▸ **WHAT IS BEING ASKED**
Each entry is to be given again precisely, and no picture may be carried over.

▸ **GIVEN RECORDS**
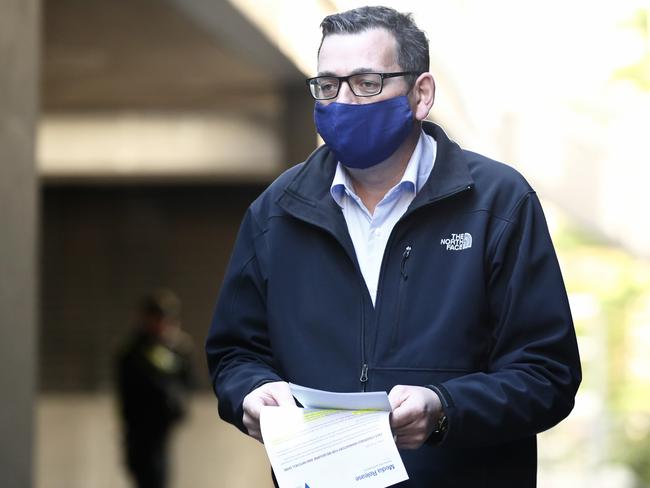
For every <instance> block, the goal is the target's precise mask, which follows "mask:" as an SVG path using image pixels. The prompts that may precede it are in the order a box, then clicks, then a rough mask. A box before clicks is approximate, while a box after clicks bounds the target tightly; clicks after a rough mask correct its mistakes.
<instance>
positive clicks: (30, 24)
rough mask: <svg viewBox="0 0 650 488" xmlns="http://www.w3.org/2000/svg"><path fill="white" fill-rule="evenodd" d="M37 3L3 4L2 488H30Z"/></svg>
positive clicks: (1, 307) (35, 285) (0, 455)
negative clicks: (25, 487)
mask: <svg viewBox="0 0 650 488" xmlns="http://www.w3.org/2000/svg"><path fill="white" fill-rule="evenodd" d="M39 14H40V6H39V1H38V0H3V1H2V2H0V66H2V69H1V70H0V405H2V406H1V407H0V439H1V441H0V478H1V479H0V484H1V485H2V486H6V487H8V488H13V487H30V486H32V485H33V482H34V476H33V463H32V457H33V438H34V427H33V425H34V393H35V377H36V330H37V327H36V322H37V318H36V315H37V314H36V309H37V299H36V296H37V292H36V290H37V285H36V262H37V259H36V256H37V251H36V250H37V231H36V229H37V211H38V205H37V201H38V196H37V195H38V191H37V188H38V187H37V176H36V165H35V162H34V153H35V151H34V143H35V125H36V113H37V105H38V103H37V91H38V79H39V78H38V52H39V49H38V46H39V34H40V33H39V30H40V29H39Z"/></svg>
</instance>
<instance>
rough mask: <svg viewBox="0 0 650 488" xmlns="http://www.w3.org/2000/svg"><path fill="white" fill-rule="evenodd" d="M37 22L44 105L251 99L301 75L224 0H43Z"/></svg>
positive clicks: (246, 101)
mask: <svg viewBox="0 0 650 488" xmlns="http://www.w3.org/2000/svg"><path fill="white" fill-rule="evenodd" d="M43 24H44V25H43V31H44V33H43V45H42V50H43V51H42V54H43V55H42V59H43V63H42V71H41V77H42V90H41V93H42V99H41V105H42V108H43V110H44V111H45V112H48V111H76V110H103V109H111V110H113V109H129V110H131V109H134V110H138V109H144V110H147V109H180V110H186V109H187V110H194V109H202V110H209V109H214V108H219V109H223V108H226V109H229V108H230V109H234V108H237V109H241V108H245V107H246V106H249V105H256V106H258V107H259V105H260V103H262V104H263V103H264V102H263V101H264V99H269V100H270V99H271V98H273V97H272V94H273V92H275V91H277V89H278V86H279V85H281V84H283V83H287V82H288V81H293V82H297V81H299V80H300V79H301V78H302V75H301V74H300V72H299V71H298V70H297V69H296V68H295V67H294V66H293V65H292V64H291V63H290V62H289V61H288V60H287V59H286V58H284V57H283V56H282V54H281V53H279V52H278V51H277V49H275V48H273V47H272V45H271V44H270V43H268V41H267V40H266V39H265V38H264V37H263V35H262V34H261V33H259V32H258V31H257V30H256V29H255V28H254V27H253V26H251V25H250V24H249V23H248V21H247V20H246V19H245V18H244V17H243V16H242V15H241V14H240V13H239V12H238V11H237V10H236V9H235V8H234V7H232V6H231V5H230V4H229V2H228V1H226V0H215V1H212V2H200V1H195V0H173V1H172V0H170V1H169V2H167V1H163V0H129V1H117V0H46V1H45V2H44V22H43ZM237 35H239V39H240V40H241V42H239V41H238V39H237ZM251 99H254V102H251Z"/></svg>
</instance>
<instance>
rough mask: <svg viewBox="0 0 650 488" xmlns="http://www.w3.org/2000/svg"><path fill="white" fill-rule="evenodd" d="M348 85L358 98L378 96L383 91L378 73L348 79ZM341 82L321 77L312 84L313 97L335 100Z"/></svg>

▸ **RESULT**
For every <instance> block, the goal is the target's precise mask, which follows "mask:" as an SVG path using image pixels. The prompts that may precede it are in the order a box, then clicks, then a rough mask. A box before clicks is approximate, while a box after clicks bounds the target tightly; clicks after a rough mask correct its mistakes.
<instance>
positive clicks: (30, 24)
rough mask: <svg viewBox="0 0 650 488" xmlns="http://www.w3.org/2000/svg"><path fill="white" fill-rule="evenodd" d="M37 3L3 4L2 488H30Z"/></svg>
positive clicks: (1, 307) (35, 285) (0, 455)
negative clicks: (25, 487)
mask: <svg viewBox="0 0 650 488" xmlns="http://www.w3.org/2000/svg"><path fill="white" fill-rule="evenodd" d="M39 14H40V6H39V1H38V0H3V1H2V2H0V66H2V69H1V70H0V405H2V406H1V407H0V439H1V441H0V478H1V479H0V484H1V485H2V486H6V487H8V488H13V487H30V486H32V485H33V482H34V476H33V463H32V457H33V438H34V427H33V425H34V393H35V377H36V330H37V327H36V322H37V318H36V315H37V314H36V309H37V299H36V296H37V292H36V290H37V285H36V262H37V259H36V256H37V251H36V250H37V231H36V229H37V211H38V205H37V201H38V196H37V195H38V191H37V188H38V187H37V176H36V165H35V162H34V153H35V151H34V143H35V125H36V113H37V105H38V103H37V91H38V79H39V78H38V52H39V49H38V46H39V34H40V33H39V30H40V29H39Z"/></svg>
</instance>
<instance>
rough mask: <svg viewBox="0 0 650 488" xmlns="http://www.w3.org/2000/svg"><path fill="white" fill-rule="evenodd" d="M37 22L44 105L251 99L301 75L224 0H43Z"/></svg>
positive clicks: (246, 101)
mask: <svg viewBox="0 0 650 488" xmlns="http://www.w3.org/2000/svg"><path fill="white" fill-rule="evenodd" d="M43 24H44V25H43V31H44V33H43V45H42V50H43V51H42V54H43V55H42V59H43V63H42V71H41V77H42V90H41V93H42V99H41V105H42V108H43V110H44V111H45V112H48V111H76V110H103V109H111V110H113V109H129V110H131V109H134V110H138V109H144V110H147V109H180V110H186V109H187V110H194V109H202V110H209V109H214V108H219V109H223V108H226V109H229V108H230V109H234V108H237V109H241V108H245V107H246V106H249V105H256V106H258V107H259V105H260V103H262V104H263V103H264V102H263V101H264V99H269V100H270V99H271V98H273V97H272V94H273V92H275V91H277V89H278V86H279V85H281V84H283V83H287V82H288V81H293V82H297V81H299V80H300V79H301V78H302V75H301V74H300V72H299V71H298V70H297V69H296V68H295V67H294V66H293V65H292V64H291V63H290V62H289V61H288V60H287V59H286V58H284V57H283V56H282V54H281V53H279V52H278V51H277V49H275V48H273V47H272V45H271V44H270V43H268V41H267V40H266V39H265V38H264V37H263V35H262V34H261V33H259V32H258V31H257V30H256V29H255V28H254V27H253V26H251V25H250V24H249V23H248V21H247V20H246V19H245V18H244V17H243V16H242V15H241V14H240V13H239V12H238V11H237V10H236V9H235V8H234V7H232V6H231V5H230V4H229V2H228V1H226V0H215V1H212V2H200V1H195V0H173V1H172V0H170V1H169V2H167V1H163V0H129V1H117V0H46V1H45V2H44V22H43ZM237 35H239V39H240V40H241V42H239V41H238V39H237ZM251 99H254V102H251Z"/></svg>
</instance>
<instance>
rough mask: <svg viewBox="0 0 650 488" xmlns="http://www.w3.org/2000/svg"><path fill="white" fill-rule="evenodd" d="M348 85L358 98L378 96L383 91L378 73L348 79ZM341 82L321 77L312 84L313 97L335 100Z"/></svg>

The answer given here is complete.